EXTRACTED RECORDS below:

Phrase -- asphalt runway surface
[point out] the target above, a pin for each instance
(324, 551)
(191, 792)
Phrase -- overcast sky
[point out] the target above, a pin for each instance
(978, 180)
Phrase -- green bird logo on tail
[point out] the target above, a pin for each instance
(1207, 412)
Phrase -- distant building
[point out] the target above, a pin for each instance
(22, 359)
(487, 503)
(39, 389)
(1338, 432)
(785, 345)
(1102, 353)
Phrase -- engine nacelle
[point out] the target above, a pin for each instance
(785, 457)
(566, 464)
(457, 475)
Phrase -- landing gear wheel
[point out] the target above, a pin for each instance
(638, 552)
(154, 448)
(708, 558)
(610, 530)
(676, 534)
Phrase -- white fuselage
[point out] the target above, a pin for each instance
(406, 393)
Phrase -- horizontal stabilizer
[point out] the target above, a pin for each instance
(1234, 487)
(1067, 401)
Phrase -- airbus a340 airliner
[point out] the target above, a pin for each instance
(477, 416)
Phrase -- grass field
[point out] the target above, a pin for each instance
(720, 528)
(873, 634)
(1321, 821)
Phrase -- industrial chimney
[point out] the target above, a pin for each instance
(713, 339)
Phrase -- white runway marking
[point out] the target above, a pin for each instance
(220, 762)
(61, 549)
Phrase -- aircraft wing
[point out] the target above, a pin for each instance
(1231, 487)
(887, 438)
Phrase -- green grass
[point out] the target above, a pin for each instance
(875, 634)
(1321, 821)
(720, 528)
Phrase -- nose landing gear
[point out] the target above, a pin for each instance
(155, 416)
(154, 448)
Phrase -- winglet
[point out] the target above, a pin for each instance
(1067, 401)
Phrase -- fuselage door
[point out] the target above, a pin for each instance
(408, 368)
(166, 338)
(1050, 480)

End of EXTRACTED RECORDS.
EXTRACTED RECORDS below:

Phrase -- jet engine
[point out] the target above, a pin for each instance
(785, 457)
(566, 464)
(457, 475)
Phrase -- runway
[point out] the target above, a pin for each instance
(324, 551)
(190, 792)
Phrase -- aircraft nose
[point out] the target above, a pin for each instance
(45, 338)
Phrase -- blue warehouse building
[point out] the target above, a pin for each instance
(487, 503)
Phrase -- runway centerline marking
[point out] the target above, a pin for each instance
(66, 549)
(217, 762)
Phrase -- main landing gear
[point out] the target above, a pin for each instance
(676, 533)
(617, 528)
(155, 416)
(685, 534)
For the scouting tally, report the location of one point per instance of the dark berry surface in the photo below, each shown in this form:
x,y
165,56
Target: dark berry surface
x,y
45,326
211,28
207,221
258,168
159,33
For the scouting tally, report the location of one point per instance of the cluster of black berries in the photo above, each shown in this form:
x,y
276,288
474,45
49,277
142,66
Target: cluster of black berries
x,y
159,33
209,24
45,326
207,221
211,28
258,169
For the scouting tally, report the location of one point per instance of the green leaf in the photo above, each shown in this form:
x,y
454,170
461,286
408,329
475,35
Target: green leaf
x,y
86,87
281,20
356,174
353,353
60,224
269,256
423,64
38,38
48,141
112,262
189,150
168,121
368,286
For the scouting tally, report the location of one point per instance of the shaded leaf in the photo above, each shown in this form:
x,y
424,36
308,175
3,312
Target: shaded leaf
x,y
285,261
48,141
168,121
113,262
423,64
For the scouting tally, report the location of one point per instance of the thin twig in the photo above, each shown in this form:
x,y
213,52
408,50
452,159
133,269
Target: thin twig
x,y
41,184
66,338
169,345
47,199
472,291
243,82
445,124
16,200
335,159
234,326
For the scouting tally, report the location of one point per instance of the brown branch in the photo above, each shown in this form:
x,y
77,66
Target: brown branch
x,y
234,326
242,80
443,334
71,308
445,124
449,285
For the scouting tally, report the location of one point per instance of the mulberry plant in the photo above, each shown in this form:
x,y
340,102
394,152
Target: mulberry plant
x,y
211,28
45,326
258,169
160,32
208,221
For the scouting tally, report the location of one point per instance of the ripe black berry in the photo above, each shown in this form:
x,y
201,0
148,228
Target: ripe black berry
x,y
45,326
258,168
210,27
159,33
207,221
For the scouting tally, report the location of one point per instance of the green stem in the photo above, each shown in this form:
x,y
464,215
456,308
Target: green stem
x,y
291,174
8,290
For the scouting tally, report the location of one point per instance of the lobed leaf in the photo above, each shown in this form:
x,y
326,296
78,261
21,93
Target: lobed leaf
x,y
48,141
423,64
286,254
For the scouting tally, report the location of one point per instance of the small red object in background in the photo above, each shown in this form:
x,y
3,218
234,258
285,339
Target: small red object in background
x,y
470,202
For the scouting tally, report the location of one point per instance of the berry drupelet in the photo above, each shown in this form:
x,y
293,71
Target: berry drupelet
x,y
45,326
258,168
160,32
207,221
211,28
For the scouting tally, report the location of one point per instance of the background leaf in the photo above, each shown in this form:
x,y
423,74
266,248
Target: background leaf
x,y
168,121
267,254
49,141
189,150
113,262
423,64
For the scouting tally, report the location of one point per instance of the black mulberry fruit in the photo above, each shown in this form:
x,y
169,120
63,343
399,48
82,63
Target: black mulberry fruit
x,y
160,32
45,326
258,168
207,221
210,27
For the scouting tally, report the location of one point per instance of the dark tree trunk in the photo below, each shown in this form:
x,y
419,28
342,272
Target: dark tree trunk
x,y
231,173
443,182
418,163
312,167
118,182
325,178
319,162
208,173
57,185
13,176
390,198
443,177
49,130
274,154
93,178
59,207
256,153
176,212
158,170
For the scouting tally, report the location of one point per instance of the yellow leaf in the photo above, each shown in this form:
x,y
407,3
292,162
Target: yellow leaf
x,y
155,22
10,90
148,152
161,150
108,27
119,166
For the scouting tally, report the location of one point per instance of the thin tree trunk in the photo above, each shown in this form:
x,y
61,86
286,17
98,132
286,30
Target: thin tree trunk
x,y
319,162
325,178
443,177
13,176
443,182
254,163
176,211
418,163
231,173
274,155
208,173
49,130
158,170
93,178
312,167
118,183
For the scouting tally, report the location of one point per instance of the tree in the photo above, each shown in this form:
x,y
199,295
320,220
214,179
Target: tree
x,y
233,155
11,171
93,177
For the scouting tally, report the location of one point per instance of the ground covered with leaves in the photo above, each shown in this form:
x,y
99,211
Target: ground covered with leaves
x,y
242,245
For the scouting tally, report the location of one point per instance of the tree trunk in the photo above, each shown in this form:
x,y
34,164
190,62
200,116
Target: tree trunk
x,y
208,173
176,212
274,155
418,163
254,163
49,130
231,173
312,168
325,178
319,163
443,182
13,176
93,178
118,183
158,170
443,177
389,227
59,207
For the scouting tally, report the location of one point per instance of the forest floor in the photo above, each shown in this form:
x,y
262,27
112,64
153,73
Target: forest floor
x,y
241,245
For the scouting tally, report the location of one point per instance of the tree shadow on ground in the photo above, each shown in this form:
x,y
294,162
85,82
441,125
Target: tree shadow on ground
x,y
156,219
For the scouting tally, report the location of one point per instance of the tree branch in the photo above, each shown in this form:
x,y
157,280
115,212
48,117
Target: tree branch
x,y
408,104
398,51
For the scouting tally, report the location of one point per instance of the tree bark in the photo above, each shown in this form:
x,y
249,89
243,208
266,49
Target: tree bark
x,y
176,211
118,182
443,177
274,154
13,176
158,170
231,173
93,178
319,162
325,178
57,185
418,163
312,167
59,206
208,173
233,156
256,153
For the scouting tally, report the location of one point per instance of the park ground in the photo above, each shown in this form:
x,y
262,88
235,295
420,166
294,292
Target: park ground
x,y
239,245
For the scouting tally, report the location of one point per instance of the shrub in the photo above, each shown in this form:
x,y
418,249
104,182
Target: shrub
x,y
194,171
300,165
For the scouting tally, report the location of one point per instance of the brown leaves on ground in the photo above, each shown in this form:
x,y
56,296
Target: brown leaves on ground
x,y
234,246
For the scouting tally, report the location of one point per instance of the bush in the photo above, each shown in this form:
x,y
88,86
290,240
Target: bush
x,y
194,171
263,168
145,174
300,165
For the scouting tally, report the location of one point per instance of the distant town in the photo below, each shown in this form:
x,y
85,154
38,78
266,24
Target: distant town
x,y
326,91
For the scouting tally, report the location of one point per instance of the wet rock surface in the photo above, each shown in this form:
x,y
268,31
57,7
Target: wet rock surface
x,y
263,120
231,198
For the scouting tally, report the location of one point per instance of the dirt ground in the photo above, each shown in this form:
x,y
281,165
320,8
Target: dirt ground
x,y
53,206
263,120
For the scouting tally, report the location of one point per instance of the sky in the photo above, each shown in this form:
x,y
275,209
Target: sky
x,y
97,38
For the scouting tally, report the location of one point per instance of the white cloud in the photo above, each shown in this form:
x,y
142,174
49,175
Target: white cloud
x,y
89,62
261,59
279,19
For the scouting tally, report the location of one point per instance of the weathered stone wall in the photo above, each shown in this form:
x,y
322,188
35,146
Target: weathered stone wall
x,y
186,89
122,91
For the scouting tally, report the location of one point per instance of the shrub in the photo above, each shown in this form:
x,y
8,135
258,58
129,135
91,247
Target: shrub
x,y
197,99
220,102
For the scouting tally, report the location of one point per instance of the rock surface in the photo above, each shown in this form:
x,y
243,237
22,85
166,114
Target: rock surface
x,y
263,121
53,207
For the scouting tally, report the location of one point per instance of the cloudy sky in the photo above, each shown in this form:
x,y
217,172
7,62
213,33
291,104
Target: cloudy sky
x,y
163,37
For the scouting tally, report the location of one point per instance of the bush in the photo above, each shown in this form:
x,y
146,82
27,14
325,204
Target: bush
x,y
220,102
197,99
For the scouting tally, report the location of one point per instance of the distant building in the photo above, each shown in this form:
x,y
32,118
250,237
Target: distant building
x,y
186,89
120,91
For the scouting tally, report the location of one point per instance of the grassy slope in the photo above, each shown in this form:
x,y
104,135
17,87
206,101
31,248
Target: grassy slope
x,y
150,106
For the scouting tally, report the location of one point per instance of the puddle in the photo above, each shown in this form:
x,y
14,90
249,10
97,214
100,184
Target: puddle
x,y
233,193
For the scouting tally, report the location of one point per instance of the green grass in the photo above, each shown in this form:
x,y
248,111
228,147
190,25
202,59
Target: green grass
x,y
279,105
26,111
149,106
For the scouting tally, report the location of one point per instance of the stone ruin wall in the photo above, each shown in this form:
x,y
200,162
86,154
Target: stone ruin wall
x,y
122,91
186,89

End of EXTRACTED RECORDS.
EXTRACTED RECORDS below:

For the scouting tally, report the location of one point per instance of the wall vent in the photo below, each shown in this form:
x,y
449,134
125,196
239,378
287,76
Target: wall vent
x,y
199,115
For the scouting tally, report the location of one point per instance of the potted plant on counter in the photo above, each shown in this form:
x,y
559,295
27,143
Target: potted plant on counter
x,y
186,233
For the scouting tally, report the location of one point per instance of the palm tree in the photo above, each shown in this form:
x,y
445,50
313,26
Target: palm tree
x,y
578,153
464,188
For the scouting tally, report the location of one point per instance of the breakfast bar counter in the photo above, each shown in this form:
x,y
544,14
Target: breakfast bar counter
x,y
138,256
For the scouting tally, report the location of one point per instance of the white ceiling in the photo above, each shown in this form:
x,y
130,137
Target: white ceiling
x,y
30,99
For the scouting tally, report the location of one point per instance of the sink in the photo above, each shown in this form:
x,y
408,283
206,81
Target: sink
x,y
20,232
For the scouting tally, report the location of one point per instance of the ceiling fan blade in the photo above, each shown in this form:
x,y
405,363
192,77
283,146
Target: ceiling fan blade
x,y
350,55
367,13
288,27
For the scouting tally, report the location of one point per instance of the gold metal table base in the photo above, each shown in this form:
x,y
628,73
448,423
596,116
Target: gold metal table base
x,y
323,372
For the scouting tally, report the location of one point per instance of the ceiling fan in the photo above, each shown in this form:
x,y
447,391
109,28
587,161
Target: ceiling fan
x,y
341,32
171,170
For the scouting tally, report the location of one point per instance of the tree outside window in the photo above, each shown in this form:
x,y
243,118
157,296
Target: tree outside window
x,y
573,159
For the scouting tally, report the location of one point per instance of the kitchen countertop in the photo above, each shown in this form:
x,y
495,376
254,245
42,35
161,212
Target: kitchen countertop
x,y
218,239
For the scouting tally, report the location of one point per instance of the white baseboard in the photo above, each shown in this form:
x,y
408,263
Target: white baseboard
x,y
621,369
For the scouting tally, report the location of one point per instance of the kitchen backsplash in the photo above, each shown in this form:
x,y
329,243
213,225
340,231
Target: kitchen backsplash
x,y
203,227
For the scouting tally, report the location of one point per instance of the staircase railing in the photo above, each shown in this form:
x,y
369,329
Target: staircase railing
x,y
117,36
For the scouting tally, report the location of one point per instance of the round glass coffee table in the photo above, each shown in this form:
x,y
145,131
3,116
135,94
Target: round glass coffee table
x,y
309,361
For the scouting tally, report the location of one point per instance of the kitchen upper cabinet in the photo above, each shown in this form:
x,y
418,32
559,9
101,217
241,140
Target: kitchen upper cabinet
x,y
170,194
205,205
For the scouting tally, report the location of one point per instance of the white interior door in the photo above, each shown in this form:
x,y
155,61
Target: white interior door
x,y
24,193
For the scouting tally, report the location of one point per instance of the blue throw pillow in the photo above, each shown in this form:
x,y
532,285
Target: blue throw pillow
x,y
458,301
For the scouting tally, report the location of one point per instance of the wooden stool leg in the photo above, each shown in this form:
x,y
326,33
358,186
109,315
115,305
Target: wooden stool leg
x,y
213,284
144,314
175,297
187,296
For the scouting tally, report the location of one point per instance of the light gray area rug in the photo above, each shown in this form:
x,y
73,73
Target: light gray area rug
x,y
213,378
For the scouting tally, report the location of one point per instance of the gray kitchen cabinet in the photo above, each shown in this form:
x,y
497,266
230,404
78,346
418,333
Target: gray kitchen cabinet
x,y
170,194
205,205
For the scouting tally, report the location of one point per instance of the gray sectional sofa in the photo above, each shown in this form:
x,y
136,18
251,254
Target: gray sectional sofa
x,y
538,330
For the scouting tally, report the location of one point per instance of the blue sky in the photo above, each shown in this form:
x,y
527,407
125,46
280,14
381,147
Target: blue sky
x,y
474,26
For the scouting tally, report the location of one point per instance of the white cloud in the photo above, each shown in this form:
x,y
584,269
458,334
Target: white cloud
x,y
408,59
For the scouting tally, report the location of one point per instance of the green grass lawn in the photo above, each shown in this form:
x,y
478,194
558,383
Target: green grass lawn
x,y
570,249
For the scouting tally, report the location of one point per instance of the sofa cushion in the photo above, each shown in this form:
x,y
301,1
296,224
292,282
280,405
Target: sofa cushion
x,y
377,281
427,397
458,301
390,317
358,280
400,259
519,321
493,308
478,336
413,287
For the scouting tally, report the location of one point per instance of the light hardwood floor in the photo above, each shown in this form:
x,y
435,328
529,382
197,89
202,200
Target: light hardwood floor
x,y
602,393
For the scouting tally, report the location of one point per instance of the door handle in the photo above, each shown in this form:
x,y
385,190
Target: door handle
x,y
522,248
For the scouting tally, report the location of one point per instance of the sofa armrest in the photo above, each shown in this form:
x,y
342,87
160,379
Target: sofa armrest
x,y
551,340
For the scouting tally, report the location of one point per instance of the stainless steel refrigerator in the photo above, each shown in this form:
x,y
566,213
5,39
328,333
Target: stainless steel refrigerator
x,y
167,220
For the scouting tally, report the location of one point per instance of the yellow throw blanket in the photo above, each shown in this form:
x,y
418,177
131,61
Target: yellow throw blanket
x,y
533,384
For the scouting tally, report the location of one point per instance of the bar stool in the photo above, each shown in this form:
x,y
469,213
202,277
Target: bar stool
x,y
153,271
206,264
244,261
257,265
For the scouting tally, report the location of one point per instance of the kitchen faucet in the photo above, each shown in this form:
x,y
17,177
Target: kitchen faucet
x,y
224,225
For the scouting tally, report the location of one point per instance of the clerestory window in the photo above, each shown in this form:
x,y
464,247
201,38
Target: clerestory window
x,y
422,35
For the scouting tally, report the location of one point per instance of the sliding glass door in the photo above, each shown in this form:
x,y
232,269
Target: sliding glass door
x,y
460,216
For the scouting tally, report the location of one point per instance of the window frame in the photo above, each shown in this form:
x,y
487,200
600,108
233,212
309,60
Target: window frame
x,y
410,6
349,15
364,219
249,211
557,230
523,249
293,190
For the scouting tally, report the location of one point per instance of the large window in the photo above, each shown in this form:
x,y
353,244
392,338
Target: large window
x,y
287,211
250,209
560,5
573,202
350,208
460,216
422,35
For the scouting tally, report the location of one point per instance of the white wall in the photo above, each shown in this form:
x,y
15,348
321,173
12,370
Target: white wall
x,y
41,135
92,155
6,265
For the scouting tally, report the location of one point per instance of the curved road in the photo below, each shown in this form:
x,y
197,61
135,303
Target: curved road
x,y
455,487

End of EXTRACTED RECORDS.

**PROBLEM STATEMENT:** Every line in the data that holds the string "gear" should be returned.

**RESULT OF THE EXERCISE:**
Phrase -- landing gear wheel
Phrase -- nose landing gear
Phrase -- main landing gear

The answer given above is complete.